RECORD EXCERPTS:

Start of Block

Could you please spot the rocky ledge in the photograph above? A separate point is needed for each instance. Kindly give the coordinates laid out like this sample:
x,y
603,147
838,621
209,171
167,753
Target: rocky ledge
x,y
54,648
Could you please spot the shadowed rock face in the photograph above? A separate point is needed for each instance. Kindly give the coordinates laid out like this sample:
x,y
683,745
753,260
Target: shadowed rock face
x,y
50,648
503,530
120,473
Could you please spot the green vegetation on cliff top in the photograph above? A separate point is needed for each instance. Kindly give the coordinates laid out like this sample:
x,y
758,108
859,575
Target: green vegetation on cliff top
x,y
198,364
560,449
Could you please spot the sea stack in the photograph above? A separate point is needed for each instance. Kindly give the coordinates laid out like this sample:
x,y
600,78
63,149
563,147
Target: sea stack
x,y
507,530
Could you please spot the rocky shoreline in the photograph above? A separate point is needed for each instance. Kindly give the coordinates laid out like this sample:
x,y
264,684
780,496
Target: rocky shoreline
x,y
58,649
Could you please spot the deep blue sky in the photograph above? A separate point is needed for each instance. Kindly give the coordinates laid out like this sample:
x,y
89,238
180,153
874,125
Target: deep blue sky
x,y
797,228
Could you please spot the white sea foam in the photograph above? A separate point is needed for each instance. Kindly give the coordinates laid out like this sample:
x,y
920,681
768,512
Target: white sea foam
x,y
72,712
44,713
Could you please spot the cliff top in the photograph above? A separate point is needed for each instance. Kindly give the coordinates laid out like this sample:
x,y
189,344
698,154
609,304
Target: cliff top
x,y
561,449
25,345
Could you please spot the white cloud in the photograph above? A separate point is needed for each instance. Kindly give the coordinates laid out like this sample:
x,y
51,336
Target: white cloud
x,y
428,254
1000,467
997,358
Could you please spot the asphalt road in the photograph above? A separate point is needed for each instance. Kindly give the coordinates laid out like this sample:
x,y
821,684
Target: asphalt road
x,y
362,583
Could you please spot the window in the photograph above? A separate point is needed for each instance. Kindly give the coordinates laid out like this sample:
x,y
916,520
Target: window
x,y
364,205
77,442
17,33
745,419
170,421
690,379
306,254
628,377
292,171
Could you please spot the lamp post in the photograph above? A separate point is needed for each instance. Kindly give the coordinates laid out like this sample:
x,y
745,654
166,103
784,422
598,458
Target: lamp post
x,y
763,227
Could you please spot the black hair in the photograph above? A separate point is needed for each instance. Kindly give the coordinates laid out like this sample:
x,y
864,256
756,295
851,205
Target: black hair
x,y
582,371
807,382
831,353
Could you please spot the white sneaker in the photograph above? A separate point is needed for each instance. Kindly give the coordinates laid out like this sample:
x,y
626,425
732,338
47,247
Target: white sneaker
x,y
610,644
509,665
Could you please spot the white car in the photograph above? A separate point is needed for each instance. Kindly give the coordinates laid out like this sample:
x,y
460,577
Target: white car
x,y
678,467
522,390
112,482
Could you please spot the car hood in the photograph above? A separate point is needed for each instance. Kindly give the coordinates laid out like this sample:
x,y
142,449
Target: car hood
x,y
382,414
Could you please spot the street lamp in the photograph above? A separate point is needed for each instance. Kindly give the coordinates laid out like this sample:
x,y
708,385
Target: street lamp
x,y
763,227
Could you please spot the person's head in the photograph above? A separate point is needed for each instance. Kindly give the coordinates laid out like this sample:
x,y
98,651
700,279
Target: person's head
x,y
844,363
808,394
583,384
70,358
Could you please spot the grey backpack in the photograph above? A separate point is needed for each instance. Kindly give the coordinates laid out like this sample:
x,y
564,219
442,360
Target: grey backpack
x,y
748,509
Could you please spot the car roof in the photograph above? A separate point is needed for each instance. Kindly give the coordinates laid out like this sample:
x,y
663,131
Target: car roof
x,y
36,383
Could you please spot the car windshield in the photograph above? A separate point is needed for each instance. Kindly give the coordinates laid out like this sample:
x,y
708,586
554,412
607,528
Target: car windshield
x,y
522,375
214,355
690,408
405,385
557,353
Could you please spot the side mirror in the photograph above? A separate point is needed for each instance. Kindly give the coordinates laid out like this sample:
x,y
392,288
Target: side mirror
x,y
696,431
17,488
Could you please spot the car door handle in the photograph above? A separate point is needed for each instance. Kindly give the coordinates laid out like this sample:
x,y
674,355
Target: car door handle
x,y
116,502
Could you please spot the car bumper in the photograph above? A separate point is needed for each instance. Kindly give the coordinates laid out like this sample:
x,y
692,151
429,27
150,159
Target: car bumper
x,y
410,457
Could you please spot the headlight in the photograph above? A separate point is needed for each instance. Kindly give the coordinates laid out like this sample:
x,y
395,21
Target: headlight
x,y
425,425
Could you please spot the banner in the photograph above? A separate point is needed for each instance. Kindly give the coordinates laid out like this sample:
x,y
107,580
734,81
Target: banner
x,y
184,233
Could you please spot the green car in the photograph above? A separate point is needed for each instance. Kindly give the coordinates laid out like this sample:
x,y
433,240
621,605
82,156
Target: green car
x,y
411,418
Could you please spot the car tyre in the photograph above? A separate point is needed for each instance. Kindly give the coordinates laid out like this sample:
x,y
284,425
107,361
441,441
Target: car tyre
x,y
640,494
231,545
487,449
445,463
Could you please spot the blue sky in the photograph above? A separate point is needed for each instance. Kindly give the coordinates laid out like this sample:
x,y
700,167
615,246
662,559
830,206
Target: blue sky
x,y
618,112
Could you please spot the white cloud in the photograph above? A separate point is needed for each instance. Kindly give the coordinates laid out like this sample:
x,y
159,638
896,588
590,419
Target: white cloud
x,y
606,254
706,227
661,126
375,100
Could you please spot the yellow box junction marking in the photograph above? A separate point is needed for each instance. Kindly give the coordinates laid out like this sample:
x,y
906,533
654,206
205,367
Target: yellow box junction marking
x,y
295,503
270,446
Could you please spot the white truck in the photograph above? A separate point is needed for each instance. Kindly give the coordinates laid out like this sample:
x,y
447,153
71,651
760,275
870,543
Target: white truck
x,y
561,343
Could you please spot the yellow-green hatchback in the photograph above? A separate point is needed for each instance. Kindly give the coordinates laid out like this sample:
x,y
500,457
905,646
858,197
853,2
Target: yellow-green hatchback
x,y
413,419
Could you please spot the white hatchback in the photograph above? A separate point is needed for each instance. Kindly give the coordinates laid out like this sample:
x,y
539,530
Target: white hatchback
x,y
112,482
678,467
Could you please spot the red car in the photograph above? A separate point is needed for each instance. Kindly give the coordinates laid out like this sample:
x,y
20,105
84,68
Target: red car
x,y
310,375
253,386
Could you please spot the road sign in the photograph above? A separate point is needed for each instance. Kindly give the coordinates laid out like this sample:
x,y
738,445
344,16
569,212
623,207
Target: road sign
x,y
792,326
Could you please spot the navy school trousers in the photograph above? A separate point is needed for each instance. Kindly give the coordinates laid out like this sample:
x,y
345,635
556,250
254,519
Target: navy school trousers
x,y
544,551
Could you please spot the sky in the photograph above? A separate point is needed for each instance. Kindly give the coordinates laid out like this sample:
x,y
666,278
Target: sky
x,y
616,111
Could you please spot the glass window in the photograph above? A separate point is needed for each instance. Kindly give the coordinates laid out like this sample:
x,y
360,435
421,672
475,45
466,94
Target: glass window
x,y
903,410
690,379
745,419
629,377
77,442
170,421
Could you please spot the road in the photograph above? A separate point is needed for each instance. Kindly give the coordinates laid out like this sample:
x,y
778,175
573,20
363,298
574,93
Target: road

End of Block

PROBLEM TO WORK ON:
Send back the complete listing, identical to the original in every line.

PROBLEM SOLUTION:
Could you please spot the rocky ledge in the photograph above? A separate point is needed for each instance. Kindly give the coordinates laid out like this sample:
x,y
603,147
838,621
209,171
167,753
Target: rocky ledge
x,y
54,648
Could you please spot the shadowed rock face in the photograph above? A separate point is needed for each instance. Kindly give the coordinates laid out like this sample:
x,y
683,745
753,260
Target: shadowed rock face
x,y
50,648
503,530
120,473
Could you please spot the green vegetation on cliff top in the photograph above? A separate point is needed for each instance. Kindly give the coordinates laid out like this sample:
x,y
758,108
859,575
Target: green vegetation on cliff top
x,y
198,364
560,449
Could you please spot the sea stack in the photograph above? A separate point is needed for each instance. Kindly give the coordinates laid out like this sample:
x,y
600,78
63,149
563,147
Target: sea stack
x,y
507,530
Could you please spot the rocky shoreline in the photograph above? A separate point is needed for each instance. Kindly give the coordinates laid out like this sample:
x,y
264,684
780,496
Target: rocky shoreline
x,y
58,649
Could you please spot the deep blue sky in the photograph above? A separate point is needed for each instance. Kindly give the coordinates laid out like this sample:
x,y
89,238
180,153
874,125
Target: deep blue sky
x,y
797,228
Could you please spot the white sea foam in the photograph above? A separate point is needed for each instance. Kindly give the coordinates laid out like this sample:
x,y
920,681
768,512
Target: white sea foam
x,y
72,712
44,713
Could you please spot the cliff top in the photograph above? A separate point is needed for each instance. Kindly give the coordinates laid out like this sample:
x,y
189,344
698,154
609,304
Target: cliff top
x,y
561,449
25,345
Could you please spot the white cloud in the photograph above? A separate point is needed for each instance. Kindly give the coordinates laid out like this sample:
x,y
51,336
Target: white cloud
x,y
428,254
1000,467
997,358
Could you please spot the asphalt road in the photograph above? A separate point is needed for each instance. Kindly give the coordinates laid out like this sample:
x,y
821,684
Target: asphalt road
x,y
362,583
Could you please spot the window in the photograph above? A separate point is needed for each instance. Kindly give the coordinates laid out like this sample:
x,y
916,520
Target: window
x,y
364,205
77,442
17,33
745,419
170,421
690,379
306,254
628,377
292,171
Could you please spot the lamp post in the photograph above? A separate point is needed for each instance. Kindly give the coordinates laid out like this sample:
x,y
745,654
166,103
784,422
598,458
Target: lamp post
x,y
763,227
Could you please spot the black hair in the photograph above? A separate point is needed for each instance. Kindly give the coordinates laid out like this sample:
x,y
864,256
756,295
851,205
Target: black hair
x,y
582,371
807,382
831,353
Could you please spot the white sneaker in the photograph above? A separate point is needed for each instance. Kindly give the coordinates laid out like this sample:
x,y
626,425
732,338
47,247
Target: white sneaker
x,y
610,644
509,665
Could you please spot the white car in the photograph above? A separate point is needed for each instance. Kindly give the coordinates laid out like this sample:
x,y
460,577
Target: white car
x,y
678,467
522,390
112,482
Could you please spot the car hood in the photograph above? A separate point is needed for each instance. Kindly give the coordinates laid out like this sample:
x,y
142,449
Target: car hood
x,y
382,414
Could you please spot the street lamp in the photograph above? A separate point is needed for each instance. Kindly give the coordinates laid out like this sample:
x,y
708,385
Target: street lamp
x,y
763,227
Could you please spot the person's head in the photograph above? A separate point is needed for each instance. Kindly give the coordinates laid out like this sample:
x,y
98,651
700,279
Target: person's head
x,y
844,363
808,394
583,384
70,358
Could you please spot the grey backpack in the photograph above? A separate point is needed for each instance. Kindly give the coordinates laid out like this sample:
x,y
564,219
442,360
Target: grey backpack
x,y
748,509
Could you please spot the car roof in the photograph above? A separate point is needed for each instance. Kindly give the coordinates laid out like this sample:
x,y
663,131
Target: car roof
x,y
36,383
Could you please spot the car windshield in the photograph above? A separate point is needed for each instance. Kindly give the coordinates laid out like this sample:
x,y
708,586
554,412
607,528
Target: car windshield
x,y
522,375
214,355
690,408
405,385
557,353
Could you please spot the side mirror in the photograph above? A separate point is needed for each instance. Kindly give the coordinates laid out like this sample:
x,y
392,288
Target: side mirror
x,y
696,431
17,488
Could you please spot the car door handle in the photograph above? A separate point is needed for each instance. Kindly give the coordinates laid out like this sample:
x,y
674,355
Target: car door handle
x,y
116,502
Could you please spot the car bumper in the photograph above? A separate point is needed for each instance. Kindly give the coordinates laid out like this sample:
x,y
692,151
429,27
150,159
Target: car bumper
x,y
410,457
Could you please spot the headlight in the photograph above? A separate point is needed for each instance. Kindly give the coordinates laid out like this sample:
x,y
395,21
Target: headlight
x,y
425,425
Could you please spot the banner in the photograph above? A separate point is needed for each instance. Kindly give the coordinates laid out like this sample:
x,y
107,580
734,81
Target: banner
x,y
184,233
Could you please spot the green car in the photograph above? A separate point is needed for each instance. Kindly give the coordinates laid out like this sample:
x,y
433,240
621,605
82,156
Target: green car
x,y
411,418
Could you please spot the car tyre in the photograph above? A separate point is needed for each instance. Kindly give the coordinates laid out like this sample:
x,y
284,425
107,361
441,441
Target: car tyre
x,y
640,494
231,545
487,449
445,463
Could you please spot the blue sky in the photograph above? A separate point is needed for each instance. Kindly give the coordinates laid out like this sample:
x,y
700,167
615,246
662,559
830,206
Target: blue sky
x,y
618,112
Could you please spot the white cloud in the photograph above? A separate point is needed for each instance. Kindly give the coordinates laid out like this sample:
x,y
159,638
896,588
590,419
Target: white cloud
x,y
606,254
706,227
661,126
375,100
Could you please spot the yellow box junction marking in the photograph above? A separate point is needed for each instance. Kindly give the coordinates laid out like this sample:
x,y
906,533
654,206
205,367
Target: yellow box junction marking
x,y
295,503
270,446
Could you please spot the white truck in the photograph above? A separate point is needed for each instance. Kindly give the coordinates laid out like this sample:
x,y
447,153
71,651
760,275
870,543
Target: white truck
x,y
561,343
Could you please spot the yellow-green hatchback in the photograph above? A separate point is needed for each instance. Kindly give the coordinates laid out like this sample:
x,y
500,457
905,646
858,197
853,2
Target: yellow-green hatchback
x,y
413,419
Could you please spot the white hatchback in the photograph above? A separate point is needed for each instance. Kindly give the coordinates laid out like this sample:
x,y
539,530
Target: white hatchback
x,y
112,482
678,467
Could you please spot the red car in the photograph above? A separate point is needed for each instance. Kindly give the coordinates laid out like this sample:
x,y
20,105
84,68
Target: red car
x,y
310,375
253,386
Could you please spot the road sign in the photograph above? A separate point is needed for each instance. Kindly give the coordinates laid out like this sample:
x,y
738,445
344,16
569,212
623,207
Target: road sign
x,y
792,326
Could you please spot the navy school trousers in the photograph above? A separate point is needed for each instance. Kindly give the coordinates laid out like this sample:
x,y
345,635
556,250
254,519
Target: navy school trousers
x,y
544,551
Could you please spot the sky in the photograph above? A separate point is needed for each instance. Kindly give the coordinates laid out like this sample:
x,y
666,278
Target: sky
x,y
616,111
Could you please spot the glass window in the photograph above? A separate point is needed for each instance. Kindly give the coordinates laid out like this sample:
x,y
360,435
421,672
475,45
466,94
Target: glass window
x,y
903,410
690,379
745,419
629,377
77,442
170,421
Could you please spot the road in the photograph above? A separate point is needed for each instance. Kindly give the coordinates laid out like this sample:
x,y
778,175
573,20
363,298
574,93
Target: road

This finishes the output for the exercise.